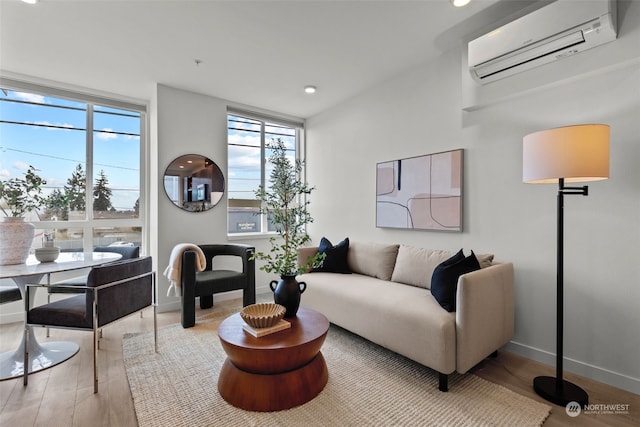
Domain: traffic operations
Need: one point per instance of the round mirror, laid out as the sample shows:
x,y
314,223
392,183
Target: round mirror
x,y
194,183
---*---
Restate the data word for word while omitting each picture.

WRITTEN ANSWER
Domain: traffic operations
Need: one point per instance of the round mirror, laid out as the sample shows:
x,y
314,223
392,183
Target: round mirror
x,y
194,183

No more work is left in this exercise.